::: DATASET RECORDS :::

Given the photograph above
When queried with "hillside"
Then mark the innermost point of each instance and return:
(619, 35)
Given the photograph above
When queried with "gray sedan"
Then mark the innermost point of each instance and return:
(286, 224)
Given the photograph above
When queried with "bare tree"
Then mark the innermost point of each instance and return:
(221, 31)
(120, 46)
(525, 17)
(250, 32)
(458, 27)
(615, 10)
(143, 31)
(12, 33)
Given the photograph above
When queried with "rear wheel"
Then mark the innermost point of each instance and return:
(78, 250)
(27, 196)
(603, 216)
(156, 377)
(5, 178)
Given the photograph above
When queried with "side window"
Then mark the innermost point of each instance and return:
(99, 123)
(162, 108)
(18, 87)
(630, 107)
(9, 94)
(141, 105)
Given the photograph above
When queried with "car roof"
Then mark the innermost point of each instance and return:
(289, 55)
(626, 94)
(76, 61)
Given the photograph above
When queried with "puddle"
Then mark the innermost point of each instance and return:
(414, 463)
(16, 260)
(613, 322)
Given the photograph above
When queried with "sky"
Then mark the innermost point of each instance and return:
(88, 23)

:::

WHAT TO WORK ON
Please duplicate all of the lines above without changing anything.

COMPLETE OUTPUT
Given the photograph above
When queried with "hillside"
Then mark the innermost point of each instance and return:
(619, 35)
Given the photograph above
When queried with "gray sedan"
Then mark the innermost point of each instance and return:
(286, 224)
Given the photograph above
When queried with "bare tree"
Then mark the innermost point of each instance and return:
(221, 31)
(120, 46)
(525, 17)
(250, 32)
(458, 27)
(615, 10)
(143, 31)
(12, 33)
Given the photograph above
When queried with "rear wheel"
Then mark the innermost point of each instance and return:
(78, 250)
(27, 196)
(603, 216)
(156, 377)
(5, 178)
Given the photograph above
When queried with "side window"
Then mark the innermost point of each instance and return:
(99, 123)
(162, 108)
(18, 87)
(630, 107)
(9, 94)
(141, 105)
Given the photograph above
When queried with "car roof"
Then mark the innermost point of each instance and return:
(289, 55)
(626, 94)
(76, 61)
Given the photograph above
When queried with "puddle"
Then mark the innermost point of each instance and return:
(414, 463)
(16, 260)
(613, 322)
Given the photograph above
When queried with "sky"
Then mark the innermost point of each instance and return:
(88, 23)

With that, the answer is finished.